Point-per-instance localization data
───
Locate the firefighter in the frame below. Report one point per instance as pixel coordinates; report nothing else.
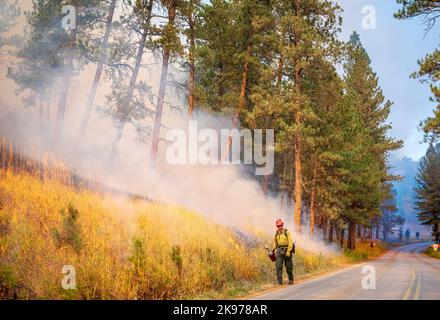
(283, 245)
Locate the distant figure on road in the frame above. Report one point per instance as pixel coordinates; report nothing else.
(283, 247)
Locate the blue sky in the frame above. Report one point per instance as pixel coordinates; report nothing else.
(394, 48)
───
Would you copy out every entry above word for word, without the pictures?

Locate the firefighter in the frame below. Report one point per instance as pixel coordinates; report nothing else.
(283, 245)
Locate the distant figure on road in the frame above. Report one point per instance as pixel coordinates; report nothing else.
(283, 247)
Locate the blue sky in the frame above. Report one point per instance as pixel coordinates; report nothing else.
(394, 48)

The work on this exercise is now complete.